PROBLEMS AND TASKS:
[a] According to the bracketing text, how many exposures does automatic white-balance bracketing require?
[b] List the camera modes that the bracketing text names for bracketing the ISO value while the exposure compensation setting stays constant.
[c] Duplicate everything in the bracketing text from "It is also possible" down to "be performed manually.".

DOCUMENT TEXT:
- Opening Delimiter -
Focus bracketing is useful in situations with limited depth of field, such as macro photography, where one may want to make a series of exposures with different positions of the focal plane and then choose the one in which the largest portion of the subject is in focus, or combine the in-focus portions of multiple exposures digitally (focus stacking). Usually this involves the use of software with unsharp masking, a filtering algorithm that removes out-of-focus portions of each exposure. The in-focus portions are then "stacked"; combined into a single image. Focus stacking is challenging, in that the subject (as in all brackets) must stay still and that as the focal point changes, the magnification (and position) of the images change. This must then be corrected in a suitable application by transforming the images.

===White balance bracketing===

White balance bracketing, which is specific to digital photography, provides a way of dealing with mixed lighting by shooting several images with different white point settings, often ranging from bluish images to reddish images.

When shooting in a camera's raw format (if supported), white balance can be arbitrarily changed in postprocessing as well, so white balance bracketing is particularly useful for reviewing different white balance settings in the field.

In contrast to manual white balance bracketing, which requires the photographer to take multiple shots, automatic white-balance bracketing, as it is implemented in many digital cameras, requires a single exposure only.

===ISO bracketing===

ISO bracketing is a form of simulated exposure bracketing in which aperture and shutter speed (thus depth of field and motion blur) remain constant. The brightness levels in this case are only altered by increasing or decreasing gain, or amplification of the digital signal prior to the conversion to an image file such as a JPEG or Tag Image File Format (TIFF). This type of bracketing must be performed with the camera in Manual mode but is easy to implement simply by shooting a single properly exposed image in RAW and applying exposure compensation in post processing. This is analogous to "pushing" or "pulling" in film processing, and as in film processing, will affect the amount of "grain" or image noise.

It is also possible to apply a type of ISO bracketing which brackets the signal gain while maintaining a constant level of brightness in the finished photograph. In this case the exposure compensation (EV value) setting remains constant while bracketing the ISO value in Av, TV, or P mode, which will have a corresponding effect on the shutter speed, aperture value, or both. This form of ISO bracketing could potentially affect not only image noise, but also depth of field and motion blur.

In-camera automatic ISO bracketing is uncommon and therefore must usually be performed manually.
- Closing Delimiter -
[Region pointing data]
- Opening Delimiter -
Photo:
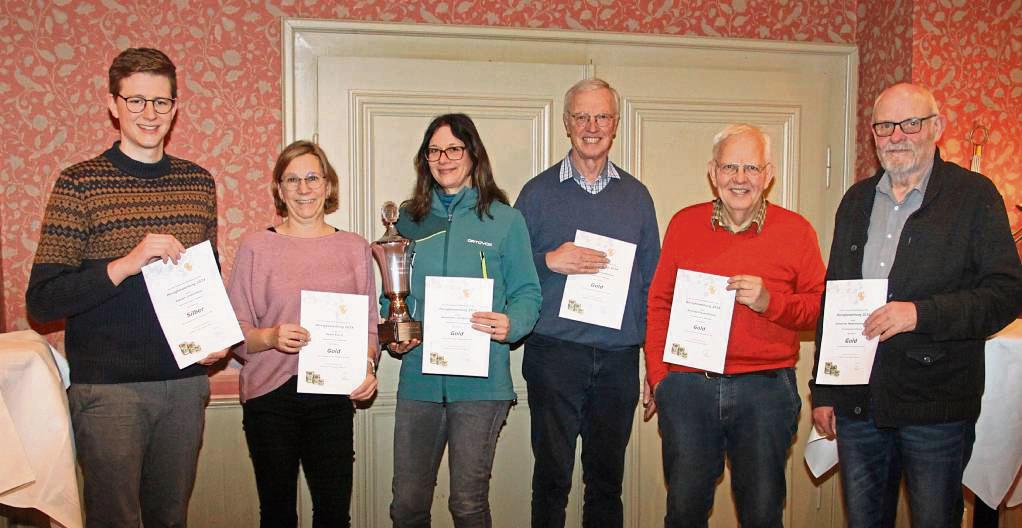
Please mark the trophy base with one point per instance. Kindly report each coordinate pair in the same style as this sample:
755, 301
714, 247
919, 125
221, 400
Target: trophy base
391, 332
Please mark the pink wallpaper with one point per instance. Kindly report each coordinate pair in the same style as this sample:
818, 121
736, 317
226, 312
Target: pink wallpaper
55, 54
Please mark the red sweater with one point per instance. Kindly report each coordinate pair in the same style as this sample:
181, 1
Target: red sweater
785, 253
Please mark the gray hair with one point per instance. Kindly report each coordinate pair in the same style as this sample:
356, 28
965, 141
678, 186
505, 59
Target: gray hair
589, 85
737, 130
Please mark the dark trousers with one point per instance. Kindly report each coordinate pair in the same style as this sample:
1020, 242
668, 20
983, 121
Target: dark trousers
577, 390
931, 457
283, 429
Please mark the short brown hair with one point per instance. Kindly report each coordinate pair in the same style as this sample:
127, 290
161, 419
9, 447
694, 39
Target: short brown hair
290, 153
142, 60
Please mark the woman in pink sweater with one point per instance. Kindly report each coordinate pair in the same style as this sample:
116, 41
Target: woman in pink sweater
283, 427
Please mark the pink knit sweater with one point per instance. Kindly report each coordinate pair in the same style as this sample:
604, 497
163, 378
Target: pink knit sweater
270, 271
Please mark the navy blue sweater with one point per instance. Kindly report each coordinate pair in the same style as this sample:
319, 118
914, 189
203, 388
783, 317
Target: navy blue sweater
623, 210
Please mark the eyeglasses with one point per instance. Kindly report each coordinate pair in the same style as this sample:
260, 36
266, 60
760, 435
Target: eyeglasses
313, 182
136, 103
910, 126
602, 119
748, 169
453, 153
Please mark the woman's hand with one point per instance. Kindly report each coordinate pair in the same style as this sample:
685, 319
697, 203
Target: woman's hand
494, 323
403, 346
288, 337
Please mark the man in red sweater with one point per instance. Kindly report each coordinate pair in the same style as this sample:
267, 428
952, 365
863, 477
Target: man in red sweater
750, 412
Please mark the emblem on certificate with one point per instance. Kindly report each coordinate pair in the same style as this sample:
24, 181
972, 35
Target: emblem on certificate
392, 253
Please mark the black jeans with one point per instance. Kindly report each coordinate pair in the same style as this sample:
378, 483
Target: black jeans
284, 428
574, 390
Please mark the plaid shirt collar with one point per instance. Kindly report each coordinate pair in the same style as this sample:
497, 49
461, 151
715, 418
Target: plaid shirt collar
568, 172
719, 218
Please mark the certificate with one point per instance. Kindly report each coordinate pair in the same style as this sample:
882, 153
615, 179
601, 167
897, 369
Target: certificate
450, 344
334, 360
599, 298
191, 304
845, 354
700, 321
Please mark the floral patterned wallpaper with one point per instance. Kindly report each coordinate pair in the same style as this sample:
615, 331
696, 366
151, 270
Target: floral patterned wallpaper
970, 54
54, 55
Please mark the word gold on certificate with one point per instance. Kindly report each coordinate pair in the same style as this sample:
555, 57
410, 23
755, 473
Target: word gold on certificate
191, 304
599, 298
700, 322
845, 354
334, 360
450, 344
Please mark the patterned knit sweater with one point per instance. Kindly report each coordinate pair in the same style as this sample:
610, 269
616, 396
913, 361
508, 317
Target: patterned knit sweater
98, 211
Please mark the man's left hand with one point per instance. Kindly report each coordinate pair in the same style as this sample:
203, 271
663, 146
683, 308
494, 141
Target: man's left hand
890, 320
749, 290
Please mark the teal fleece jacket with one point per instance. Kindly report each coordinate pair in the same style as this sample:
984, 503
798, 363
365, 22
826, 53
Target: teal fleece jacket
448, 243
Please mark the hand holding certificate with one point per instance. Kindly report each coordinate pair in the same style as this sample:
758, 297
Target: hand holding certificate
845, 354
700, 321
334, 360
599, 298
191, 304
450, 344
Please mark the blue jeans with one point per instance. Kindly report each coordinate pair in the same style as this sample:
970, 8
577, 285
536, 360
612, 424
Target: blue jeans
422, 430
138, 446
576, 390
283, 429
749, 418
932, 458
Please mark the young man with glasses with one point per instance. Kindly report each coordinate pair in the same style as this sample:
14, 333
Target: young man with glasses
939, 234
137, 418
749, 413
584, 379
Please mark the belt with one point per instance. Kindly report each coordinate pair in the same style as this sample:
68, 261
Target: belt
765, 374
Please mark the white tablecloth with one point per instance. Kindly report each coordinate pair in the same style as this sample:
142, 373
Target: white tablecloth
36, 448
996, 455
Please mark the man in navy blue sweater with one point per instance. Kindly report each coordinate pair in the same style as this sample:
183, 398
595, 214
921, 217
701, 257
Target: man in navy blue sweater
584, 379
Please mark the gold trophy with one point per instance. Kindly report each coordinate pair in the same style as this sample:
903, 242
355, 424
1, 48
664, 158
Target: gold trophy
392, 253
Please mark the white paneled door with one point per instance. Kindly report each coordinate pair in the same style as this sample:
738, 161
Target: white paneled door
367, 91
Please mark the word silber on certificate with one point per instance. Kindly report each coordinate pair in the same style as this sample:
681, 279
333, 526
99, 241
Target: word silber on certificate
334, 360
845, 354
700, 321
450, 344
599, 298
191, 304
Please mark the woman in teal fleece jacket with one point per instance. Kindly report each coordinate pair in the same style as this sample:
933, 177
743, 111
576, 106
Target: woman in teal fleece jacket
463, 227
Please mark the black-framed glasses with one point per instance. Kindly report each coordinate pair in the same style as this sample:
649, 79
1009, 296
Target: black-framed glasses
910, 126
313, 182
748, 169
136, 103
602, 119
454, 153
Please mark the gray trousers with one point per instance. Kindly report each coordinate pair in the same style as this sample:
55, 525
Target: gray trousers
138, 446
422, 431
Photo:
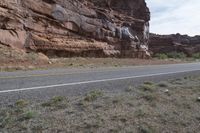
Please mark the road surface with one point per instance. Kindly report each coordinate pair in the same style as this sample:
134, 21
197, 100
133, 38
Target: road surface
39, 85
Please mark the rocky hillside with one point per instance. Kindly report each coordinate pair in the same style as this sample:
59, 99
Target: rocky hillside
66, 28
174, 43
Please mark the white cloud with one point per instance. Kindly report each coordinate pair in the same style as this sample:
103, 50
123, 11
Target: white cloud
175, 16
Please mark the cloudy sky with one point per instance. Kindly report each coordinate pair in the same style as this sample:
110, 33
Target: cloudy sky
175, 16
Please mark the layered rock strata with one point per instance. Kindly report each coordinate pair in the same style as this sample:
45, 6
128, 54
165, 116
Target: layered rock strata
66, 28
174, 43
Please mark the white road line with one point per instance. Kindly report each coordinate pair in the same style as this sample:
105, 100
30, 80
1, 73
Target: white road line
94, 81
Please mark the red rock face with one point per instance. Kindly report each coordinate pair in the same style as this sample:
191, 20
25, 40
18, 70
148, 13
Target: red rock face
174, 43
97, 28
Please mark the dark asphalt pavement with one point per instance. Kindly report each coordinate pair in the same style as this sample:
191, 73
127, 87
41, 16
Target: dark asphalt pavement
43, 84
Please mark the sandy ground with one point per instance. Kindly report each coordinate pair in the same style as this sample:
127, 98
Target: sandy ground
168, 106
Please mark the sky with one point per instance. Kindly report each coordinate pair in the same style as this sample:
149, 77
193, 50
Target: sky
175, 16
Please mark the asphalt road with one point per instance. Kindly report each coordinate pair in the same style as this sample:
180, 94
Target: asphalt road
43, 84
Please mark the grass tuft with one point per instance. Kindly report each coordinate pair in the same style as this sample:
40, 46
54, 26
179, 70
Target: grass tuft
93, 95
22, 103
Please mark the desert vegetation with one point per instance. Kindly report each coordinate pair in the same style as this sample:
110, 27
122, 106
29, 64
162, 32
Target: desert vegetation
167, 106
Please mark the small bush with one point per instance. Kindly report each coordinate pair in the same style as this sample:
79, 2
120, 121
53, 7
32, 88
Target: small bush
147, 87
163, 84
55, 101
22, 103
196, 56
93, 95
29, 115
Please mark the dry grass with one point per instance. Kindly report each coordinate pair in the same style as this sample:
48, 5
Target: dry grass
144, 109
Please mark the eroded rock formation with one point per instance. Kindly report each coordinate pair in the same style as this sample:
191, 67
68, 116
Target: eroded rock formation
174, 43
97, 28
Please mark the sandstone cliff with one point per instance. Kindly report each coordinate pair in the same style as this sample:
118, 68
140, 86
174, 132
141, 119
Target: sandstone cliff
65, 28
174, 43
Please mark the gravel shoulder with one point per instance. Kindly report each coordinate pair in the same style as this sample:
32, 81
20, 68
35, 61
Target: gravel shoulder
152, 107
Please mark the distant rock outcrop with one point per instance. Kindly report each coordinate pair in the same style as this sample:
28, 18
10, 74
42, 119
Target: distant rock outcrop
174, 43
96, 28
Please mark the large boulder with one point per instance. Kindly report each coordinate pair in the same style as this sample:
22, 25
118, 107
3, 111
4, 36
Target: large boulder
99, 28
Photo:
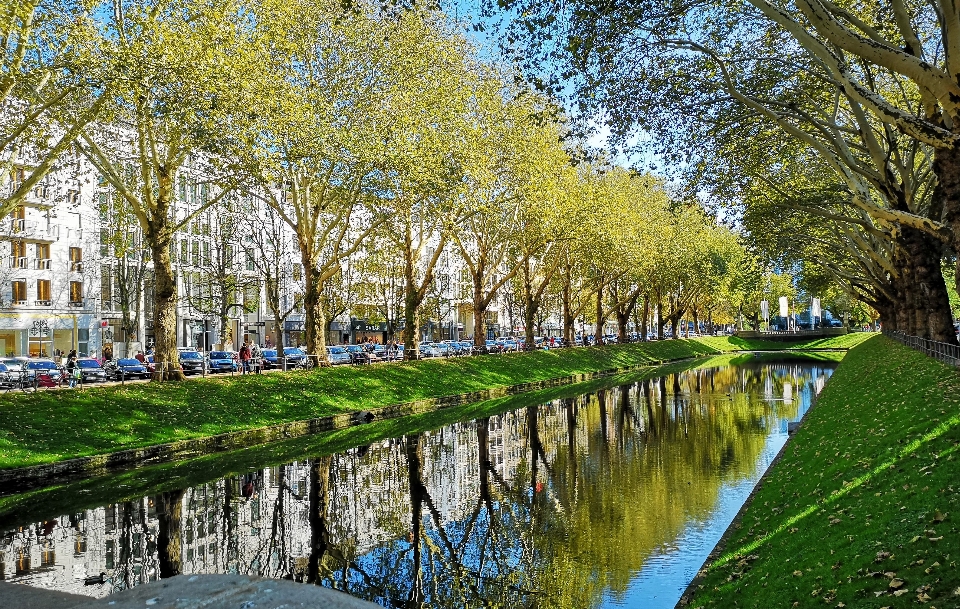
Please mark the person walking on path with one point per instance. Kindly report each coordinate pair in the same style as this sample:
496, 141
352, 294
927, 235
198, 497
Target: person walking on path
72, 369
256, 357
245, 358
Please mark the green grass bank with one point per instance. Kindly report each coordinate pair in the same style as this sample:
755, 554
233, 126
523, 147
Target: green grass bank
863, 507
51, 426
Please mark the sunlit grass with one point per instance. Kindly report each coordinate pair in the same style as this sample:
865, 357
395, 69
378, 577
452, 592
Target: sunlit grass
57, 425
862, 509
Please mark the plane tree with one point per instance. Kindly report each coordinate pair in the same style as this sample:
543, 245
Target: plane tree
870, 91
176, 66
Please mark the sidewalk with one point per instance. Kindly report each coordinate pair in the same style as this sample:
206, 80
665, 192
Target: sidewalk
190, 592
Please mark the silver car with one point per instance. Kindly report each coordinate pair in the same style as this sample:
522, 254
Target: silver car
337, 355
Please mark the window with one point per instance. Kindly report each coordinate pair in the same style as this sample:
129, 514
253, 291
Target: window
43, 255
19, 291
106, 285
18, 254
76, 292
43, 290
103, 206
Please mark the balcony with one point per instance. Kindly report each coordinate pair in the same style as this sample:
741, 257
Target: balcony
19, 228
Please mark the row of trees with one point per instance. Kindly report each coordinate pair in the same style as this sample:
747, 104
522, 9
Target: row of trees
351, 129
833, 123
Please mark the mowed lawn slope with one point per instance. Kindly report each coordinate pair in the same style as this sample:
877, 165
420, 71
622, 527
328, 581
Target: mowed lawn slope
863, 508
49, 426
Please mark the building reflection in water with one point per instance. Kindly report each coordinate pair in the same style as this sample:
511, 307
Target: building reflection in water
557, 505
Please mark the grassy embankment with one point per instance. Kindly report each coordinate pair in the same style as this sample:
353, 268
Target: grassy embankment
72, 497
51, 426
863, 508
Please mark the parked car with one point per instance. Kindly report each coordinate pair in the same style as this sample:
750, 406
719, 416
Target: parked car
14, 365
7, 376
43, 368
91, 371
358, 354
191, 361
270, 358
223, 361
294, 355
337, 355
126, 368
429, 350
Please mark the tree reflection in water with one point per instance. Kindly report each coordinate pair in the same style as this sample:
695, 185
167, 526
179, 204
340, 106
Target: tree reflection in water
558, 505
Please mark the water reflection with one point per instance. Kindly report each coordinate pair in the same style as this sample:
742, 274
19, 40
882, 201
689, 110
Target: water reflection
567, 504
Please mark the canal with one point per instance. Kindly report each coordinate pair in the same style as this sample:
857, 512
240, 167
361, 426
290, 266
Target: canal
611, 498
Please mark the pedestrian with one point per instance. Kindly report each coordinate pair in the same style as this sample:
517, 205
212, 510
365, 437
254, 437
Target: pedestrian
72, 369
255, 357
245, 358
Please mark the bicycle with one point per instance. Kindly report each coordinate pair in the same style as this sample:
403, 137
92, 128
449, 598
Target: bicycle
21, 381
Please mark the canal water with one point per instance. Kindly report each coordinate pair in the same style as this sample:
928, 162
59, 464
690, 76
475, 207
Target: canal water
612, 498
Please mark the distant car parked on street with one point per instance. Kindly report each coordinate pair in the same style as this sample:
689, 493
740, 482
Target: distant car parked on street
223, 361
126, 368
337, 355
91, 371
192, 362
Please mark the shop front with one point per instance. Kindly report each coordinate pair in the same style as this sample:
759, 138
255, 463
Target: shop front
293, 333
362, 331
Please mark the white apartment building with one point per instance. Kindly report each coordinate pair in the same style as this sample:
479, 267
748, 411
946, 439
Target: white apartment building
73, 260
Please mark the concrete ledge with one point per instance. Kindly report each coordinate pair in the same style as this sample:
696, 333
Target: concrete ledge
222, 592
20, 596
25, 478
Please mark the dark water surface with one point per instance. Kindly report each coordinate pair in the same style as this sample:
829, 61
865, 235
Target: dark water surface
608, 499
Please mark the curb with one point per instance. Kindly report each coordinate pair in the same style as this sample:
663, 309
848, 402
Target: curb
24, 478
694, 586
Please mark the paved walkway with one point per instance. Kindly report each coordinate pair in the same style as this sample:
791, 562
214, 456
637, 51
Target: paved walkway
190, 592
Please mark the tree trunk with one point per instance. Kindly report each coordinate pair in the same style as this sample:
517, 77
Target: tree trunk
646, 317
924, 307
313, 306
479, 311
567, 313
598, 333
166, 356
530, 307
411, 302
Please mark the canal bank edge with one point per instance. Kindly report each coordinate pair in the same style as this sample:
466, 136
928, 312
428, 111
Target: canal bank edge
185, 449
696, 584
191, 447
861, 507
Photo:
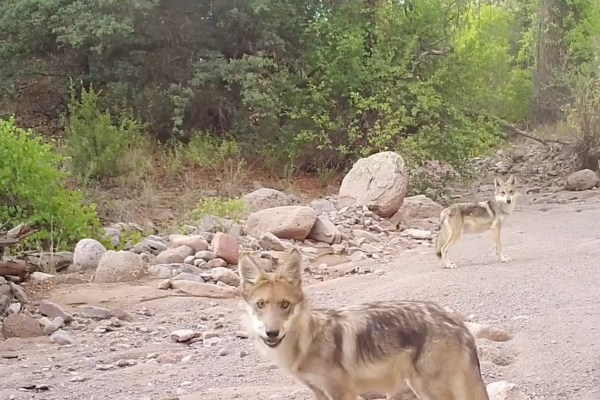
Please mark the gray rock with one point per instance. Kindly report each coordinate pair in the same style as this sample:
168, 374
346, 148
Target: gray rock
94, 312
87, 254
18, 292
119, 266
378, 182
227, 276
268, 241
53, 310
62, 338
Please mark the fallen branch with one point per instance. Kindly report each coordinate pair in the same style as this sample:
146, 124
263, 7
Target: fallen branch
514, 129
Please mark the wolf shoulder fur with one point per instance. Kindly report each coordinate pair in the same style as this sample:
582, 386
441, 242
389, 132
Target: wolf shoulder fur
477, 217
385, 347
- Closing Delimiter -
ANSWERS TO THE PROBLEMS:
[a] It requires a single exposure only.

[b] Av, TV, P

[c]
It is also possible to apply a type of ISO bracketing which brackets the signal gain while maintaining a constant level of brightness in the finished photograph. In this case the exposure compensation (EV value) setting remains constant while bracketing the ISO value in Av, TV, or P mode, which will have a corresponding effect on the shutter speed, aperture value, or both. This form of ISO bracketing could potentially affect not only image noise, but also depth of field and motion blur.

In-camera automatic ISO bracketing is uncommon and therefore must usually be performed manually.